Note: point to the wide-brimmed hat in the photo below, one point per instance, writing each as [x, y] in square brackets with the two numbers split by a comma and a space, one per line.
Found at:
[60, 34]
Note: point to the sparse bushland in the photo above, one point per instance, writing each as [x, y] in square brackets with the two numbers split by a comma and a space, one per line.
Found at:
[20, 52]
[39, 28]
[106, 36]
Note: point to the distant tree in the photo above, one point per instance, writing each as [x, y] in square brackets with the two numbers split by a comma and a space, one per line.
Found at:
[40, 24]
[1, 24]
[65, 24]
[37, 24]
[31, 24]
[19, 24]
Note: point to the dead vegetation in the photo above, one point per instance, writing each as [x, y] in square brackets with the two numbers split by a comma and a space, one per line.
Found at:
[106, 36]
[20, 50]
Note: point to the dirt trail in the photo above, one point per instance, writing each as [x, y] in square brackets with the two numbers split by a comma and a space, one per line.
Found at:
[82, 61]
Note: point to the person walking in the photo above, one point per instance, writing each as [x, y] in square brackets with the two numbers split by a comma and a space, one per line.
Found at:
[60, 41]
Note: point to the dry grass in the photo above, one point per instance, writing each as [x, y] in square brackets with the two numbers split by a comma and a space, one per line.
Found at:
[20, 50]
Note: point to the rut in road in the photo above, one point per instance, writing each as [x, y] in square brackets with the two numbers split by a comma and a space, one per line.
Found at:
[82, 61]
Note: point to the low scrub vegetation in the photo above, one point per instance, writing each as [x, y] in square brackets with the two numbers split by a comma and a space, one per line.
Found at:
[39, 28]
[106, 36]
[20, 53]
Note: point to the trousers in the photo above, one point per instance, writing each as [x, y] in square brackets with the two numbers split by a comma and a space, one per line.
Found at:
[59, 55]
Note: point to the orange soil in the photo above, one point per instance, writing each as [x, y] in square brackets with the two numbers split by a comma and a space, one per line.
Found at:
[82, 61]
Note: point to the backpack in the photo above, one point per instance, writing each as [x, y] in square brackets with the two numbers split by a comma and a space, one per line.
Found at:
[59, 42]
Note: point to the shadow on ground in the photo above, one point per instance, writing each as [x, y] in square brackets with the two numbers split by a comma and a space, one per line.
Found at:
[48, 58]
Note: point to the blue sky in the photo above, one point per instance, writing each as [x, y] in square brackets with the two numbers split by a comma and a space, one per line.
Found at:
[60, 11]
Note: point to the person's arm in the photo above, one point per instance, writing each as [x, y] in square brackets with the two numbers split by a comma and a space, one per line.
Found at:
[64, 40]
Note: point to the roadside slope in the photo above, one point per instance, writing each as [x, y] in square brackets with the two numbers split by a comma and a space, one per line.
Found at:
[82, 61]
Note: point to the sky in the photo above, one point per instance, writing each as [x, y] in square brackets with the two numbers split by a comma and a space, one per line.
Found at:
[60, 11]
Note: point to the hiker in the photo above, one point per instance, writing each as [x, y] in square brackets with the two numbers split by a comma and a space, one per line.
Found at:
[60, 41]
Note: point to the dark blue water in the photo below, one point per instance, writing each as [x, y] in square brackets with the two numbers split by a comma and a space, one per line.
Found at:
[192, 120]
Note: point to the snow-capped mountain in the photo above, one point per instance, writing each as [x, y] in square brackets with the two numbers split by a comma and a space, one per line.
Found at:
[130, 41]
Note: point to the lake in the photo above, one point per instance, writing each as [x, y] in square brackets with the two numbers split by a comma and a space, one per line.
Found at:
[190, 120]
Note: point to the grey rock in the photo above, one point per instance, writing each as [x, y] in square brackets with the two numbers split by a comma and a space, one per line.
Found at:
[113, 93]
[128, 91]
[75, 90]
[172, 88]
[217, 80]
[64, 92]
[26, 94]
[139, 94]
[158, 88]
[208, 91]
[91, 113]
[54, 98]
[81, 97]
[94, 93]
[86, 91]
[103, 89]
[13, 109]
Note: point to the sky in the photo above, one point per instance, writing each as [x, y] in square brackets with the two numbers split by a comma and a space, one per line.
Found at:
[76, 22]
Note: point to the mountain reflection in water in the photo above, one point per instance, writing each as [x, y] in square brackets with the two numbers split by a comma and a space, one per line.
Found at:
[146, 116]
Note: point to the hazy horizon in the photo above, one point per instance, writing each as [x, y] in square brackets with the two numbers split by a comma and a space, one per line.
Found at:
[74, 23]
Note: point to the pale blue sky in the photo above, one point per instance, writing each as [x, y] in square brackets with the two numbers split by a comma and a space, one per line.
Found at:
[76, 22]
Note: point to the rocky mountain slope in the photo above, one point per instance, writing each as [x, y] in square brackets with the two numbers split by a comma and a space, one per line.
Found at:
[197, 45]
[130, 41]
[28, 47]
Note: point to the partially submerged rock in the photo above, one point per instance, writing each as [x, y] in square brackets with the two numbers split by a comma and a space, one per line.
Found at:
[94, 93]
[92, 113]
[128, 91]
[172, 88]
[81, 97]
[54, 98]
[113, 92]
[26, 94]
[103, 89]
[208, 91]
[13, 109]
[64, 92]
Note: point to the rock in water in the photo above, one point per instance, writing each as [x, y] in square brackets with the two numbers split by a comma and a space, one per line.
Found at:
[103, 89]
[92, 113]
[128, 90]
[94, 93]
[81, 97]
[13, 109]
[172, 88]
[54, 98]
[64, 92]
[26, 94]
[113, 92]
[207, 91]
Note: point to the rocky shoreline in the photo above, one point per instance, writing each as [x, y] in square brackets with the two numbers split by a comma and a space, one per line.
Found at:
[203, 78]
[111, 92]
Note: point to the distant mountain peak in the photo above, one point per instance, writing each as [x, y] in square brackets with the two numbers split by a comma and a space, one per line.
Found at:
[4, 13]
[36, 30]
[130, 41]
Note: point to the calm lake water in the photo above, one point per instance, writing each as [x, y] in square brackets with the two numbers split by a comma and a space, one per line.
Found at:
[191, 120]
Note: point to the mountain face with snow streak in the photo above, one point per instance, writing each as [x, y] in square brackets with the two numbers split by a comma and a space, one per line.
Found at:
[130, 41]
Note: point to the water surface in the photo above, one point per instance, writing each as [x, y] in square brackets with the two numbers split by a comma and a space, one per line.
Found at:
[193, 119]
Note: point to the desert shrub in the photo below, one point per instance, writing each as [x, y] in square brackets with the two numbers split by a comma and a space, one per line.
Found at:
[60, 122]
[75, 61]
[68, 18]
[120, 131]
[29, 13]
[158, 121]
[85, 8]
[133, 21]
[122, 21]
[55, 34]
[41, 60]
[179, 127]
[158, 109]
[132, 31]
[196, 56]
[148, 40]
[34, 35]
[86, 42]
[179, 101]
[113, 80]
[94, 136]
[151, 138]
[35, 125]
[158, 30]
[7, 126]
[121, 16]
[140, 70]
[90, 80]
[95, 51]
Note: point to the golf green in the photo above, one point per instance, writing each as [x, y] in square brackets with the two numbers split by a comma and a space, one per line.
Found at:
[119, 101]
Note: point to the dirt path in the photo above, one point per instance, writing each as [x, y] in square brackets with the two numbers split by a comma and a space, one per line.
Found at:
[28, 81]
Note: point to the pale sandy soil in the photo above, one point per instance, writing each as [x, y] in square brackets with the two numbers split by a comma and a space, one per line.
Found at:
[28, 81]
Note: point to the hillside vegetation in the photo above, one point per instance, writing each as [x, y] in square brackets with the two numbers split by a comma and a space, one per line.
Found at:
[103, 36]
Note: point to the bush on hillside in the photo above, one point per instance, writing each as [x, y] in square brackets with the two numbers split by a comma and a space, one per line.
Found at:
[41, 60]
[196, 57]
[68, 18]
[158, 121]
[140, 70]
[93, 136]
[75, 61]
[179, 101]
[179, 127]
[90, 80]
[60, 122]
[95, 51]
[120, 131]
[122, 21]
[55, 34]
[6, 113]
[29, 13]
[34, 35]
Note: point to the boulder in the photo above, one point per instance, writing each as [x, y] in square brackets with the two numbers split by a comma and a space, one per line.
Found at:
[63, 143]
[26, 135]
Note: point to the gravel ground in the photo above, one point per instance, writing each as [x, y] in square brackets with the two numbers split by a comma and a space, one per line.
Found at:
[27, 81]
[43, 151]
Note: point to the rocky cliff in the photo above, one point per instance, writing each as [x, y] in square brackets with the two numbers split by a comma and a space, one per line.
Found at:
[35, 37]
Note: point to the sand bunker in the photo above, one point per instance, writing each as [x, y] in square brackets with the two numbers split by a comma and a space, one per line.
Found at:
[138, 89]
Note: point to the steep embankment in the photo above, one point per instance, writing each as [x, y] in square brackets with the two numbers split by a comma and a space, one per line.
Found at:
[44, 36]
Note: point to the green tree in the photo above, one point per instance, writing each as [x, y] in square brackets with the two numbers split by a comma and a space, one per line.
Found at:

--*--

Once you have read through the entries above, state how many lines hold the word "vegetation", giving nothing but the number.

*Solution*:
3